▶ _Aufgabe 1_: Schreibe den Teil der Einträge unverändert ab, der mit der ersten Zeile der Einträge beginnt und mit der Zeile endet, die „865 659 967 684“ enthält. Beide Grenzzeilen gehören dazu.

▶ _Textauszug_:
Man liest in der Folge u.a. über die Kunst der Verführung, die notwendig ist, um den Eros dauerhaft am Leben zu halten. Beispiele emotionaler Ermüdung werden aufgezeigt, auch wird die Sucht nach leidenschaftlicher Liebe fokussiert und die die Delirien des Eros, wie etwa den Eifersuchtswahn oder die krankhafte Eifersucht ausgelotet.

Liebende Freundschaft ist der lebendige Kern einer Beziehung. Weshalb dies so ist, wird ausführlich erklärt. In intakten Liebesbeziehungen ist man sich stets über Grundlegendes einig. Solche Beziehungen begünstigen Nähe und Intimität und sind von Grund auf befriedigend. Beide können sicher sein, dass sie sich niemals absichtlich Schaden zufügen werden.

Der Austausch von fördernden und verstärkenden Elementen ist für Philia bestimmend, wie im Buch aufgezeigt wird. Die Lust ist für den Eros unentbehrlich. Das Einverständnis, damit Agape zum Motiv des Glücks werden kann, lautet: Ich werde dir keine Leiden verursachen, du mir auch nicht.

Mitgefühl zu besitzen heisst, den Schmerz zu teilen, sich mit fremdem Leid zu identifizieren, es zu seinem eigenen zu machen.

Jede der Komponenten kann aktiviert werden und damit ermöglichen ganzheitliche und funktionierende Liebe zu erleben. Es ist im Grunde überhaupt nicht schwer, wenn man bereit dazu ist, alle Facetten der Liebe zu leben.

▶ _Aufgabe 2_: Fasse den Absatz des Textauszugs, der mit „Der Austausch von fördernden“ beginnt, als kurze Liste zusammen.

[Einträge mit beschrifteten Rahmen]
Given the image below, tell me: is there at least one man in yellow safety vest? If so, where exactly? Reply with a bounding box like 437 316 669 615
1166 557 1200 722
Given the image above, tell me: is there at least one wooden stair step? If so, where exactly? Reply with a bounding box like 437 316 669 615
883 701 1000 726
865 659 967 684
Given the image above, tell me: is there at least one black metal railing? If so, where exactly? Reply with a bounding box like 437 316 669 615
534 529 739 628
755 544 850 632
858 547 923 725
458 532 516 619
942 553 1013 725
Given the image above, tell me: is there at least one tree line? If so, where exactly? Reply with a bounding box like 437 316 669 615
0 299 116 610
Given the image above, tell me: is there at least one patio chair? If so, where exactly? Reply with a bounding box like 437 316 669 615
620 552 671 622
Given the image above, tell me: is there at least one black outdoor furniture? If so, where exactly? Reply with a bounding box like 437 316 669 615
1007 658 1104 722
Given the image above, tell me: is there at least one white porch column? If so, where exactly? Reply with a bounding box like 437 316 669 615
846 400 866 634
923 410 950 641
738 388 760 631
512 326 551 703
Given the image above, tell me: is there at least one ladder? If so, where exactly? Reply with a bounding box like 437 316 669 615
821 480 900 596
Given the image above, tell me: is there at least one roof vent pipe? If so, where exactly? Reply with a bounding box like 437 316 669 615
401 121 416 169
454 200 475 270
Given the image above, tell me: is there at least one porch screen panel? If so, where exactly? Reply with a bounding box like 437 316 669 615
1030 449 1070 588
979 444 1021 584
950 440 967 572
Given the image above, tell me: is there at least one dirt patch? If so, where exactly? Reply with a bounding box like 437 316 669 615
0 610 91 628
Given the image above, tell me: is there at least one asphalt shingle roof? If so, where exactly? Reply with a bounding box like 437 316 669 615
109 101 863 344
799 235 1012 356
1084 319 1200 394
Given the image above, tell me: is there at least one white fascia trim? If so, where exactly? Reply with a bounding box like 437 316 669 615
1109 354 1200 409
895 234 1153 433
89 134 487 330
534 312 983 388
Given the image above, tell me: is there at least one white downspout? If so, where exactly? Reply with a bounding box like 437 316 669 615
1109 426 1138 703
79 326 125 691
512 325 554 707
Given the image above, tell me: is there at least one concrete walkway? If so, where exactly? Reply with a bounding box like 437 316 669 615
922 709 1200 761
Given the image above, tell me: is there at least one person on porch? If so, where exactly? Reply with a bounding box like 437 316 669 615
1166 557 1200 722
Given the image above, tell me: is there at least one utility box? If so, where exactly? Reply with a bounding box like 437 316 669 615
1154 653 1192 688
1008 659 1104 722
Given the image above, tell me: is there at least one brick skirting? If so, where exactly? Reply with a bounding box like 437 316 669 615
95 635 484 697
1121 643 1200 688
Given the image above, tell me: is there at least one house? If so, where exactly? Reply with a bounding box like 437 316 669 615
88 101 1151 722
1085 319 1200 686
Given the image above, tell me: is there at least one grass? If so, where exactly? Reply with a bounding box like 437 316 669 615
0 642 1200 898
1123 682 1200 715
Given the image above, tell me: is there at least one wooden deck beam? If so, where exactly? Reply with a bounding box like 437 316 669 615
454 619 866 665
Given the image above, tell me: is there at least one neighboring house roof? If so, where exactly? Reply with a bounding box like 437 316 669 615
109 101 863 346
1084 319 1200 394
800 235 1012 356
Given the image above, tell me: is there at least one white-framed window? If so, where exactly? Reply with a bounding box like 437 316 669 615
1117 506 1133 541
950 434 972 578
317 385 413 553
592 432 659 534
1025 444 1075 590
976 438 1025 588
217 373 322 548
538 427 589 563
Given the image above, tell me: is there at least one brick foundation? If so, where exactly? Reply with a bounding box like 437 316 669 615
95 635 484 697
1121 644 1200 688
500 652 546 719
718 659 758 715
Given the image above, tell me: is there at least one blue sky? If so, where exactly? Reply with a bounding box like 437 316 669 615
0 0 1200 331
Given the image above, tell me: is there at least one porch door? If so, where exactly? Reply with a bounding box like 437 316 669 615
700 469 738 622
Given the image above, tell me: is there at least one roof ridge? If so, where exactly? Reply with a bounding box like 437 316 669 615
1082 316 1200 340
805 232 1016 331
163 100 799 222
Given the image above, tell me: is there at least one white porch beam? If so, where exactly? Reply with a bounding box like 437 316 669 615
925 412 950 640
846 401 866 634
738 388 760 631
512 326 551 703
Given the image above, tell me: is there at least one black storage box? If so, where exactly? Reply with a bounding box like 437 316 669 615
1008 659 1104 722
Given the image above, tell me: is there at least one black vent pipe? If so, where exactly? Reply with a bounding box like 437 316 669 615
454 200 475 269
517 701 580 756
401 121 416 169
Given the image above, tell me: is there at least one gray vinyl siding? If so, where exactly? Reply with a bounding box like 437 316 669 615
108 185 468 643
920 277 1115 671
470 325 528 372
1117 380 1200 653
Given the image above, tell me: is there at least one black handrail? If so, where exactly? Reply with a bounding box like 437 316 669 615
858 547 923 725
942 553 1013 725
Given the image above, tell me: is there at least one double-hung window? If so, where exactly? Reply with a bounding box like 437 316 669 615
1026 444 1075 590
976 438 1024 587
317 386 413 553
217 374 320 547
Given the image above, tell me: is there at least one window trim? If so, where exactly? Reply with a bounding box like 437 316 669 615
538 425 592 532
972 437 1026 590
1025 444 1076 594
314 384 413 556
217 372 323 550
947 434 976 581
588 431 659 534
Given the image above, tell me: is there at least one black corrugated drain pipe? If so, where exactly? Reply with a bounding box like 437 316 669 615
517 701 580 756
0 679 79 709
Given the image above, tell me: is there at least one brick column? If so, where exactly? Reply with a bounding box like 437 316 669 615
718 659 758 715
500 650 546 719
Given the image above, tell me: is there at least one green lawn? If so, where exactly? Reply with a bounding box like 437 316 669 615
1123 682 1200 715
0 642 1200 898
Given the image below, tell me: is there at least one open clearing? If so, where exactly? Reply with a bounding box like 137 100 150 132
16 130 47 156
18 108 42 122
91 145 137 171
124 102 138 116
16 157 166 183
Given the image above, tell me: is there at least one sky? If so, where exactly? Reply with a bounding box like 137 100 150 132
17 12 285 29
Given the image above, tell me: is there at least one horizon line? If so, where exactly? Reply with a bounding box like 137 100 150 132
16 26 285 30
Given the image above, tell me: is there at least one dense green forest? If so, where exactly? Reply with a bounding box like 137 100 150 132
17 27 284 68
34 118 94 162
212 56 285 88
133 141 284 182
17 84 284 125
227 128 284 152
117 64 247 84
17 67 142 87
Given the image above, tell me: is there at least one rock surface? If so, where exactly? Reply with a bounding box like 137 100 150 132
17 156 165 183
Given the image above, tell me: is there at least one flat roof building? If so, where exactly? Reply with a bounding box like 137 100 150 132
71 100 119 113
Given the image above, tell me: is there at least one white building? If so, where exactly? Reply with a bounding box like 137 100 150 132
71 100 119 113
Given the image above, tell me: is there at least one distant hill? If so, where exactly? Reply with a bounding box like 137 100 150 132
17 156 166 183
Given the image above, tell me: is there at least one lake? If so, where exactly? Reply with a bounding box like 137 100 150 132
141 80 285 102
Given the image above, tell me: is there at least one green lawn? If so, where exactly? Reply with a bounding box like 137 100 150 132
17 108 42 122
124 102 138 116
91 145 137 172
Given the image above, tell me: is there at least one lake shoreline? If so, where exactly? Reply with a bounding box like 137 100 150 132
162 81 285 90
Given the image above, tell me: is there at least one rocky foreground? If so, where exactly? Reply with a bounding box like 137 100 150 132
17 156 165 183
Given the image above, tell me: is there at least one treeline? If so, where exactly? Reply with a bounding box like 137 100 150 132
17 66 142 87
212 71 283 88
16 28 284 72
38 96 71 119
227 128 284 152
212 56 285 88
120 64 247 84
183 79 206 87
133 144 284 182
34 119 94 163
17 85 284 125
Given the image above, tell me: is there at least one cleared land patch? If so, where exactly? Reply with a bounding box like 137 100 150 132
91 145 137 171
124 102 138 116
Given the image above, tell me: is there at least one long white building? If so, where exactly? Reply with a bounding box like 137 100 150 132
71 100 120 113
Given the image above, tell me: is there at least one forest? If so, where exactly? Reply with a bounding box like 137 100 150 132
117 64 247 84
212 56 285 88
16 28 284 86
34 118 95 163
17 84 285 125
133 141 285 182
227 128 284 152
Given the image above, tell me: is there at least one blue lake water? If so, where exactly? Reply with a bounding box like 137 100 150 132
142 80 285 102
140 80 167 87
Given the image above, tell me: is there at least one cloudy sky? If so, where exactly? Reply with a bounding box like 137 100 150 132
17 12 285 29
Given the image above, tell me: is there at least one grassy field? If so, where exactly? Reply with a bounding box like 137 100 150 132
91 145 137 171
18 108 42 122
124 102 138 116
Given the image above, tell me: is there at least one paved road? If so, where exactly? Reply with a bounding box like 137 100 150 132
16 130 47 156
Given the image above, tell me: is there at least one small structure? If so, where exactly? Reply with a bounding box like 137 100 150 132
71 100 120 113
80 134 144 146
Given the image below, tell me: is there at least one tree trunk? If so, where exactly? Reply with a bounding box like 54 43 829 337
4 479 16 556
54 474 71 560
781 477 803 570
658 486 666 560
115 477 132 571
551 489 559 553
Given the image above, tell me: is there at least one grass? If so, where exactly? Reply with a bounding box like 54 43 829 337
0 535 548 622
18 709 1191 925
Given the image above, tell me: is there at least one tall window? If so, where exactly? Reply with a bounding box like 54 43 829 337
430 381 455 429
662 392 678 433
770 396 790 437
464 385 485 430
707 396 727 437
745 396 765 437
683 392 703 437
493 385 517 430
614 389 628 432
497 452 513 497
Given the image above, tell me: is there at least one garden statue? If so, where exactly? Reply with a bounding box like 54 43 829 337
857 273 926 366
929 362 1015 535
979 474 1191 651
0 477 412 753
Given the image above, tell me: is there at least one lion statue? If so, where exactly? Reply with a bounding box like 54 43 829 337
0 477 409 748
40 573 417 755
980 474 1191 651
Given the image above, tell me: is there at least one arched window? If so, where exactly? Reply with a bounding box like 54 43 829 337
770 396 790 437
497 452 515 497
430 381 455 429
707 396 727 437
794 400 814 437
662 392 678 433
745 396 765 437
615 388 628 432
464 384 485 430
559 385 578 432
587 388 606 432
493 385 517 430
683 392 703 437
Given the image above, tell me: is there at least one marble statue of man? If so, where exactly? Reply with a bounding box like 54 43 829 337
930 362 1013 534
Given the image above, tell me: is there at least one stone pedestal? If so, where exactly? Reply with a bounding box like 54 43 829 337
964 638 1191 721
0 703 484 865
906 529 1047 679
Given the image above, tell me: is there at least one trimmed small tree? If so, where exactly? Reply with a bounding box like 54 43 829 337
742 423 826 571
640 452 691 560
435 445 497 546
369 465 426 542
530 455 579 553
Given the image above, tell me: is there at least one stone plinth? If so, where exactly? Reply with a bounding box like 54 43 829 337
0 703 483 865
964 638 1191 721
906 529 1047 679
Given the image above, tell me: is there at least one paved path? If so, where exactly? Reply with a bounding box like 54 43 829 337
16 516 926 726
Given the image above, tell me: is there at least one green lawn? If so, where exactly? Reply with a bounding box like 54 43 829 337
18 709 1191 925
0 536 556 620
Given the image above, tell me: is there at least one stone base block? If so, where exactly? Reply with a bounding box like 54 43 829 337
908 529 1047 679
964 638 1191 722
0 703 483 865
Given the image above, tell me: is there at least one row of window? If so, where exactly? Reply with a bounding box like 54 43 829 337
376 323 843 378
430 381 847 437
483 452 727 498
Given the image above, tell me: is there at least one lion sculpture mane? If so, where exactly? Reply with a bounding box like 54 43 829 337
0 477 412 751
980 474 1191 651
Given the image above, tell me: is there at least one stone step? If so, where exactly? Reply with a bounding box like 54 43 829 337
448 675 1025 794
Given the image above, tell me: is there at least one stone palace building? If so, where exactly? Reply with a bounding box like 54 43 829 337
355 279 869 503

▶ _Richtige Antwort 1_:
Given the image below, tell me: is there at least one man in yellow safety vest? If so, where exactly? Reply with a bounding box like 437 316 669 615
1166 557 1200 722
Given the image above, tell me: is there at least one wooden stair step? If so, where exactly? Reply with a bounding box like 437 316 669 615
883 701 1000 726
865 659 967 684

▶ _Richtige Antwort 2_:
- Philia: bestimmt durch den Austausch fördernder und verstärkender Elemente
- Eros: Die Lust ist unentbehrlich.
- Agape: wird zum Motiv des Glücks durch das Einverständnis „Ich werde dir keine Leiden verursachen, du mir auch nicht.“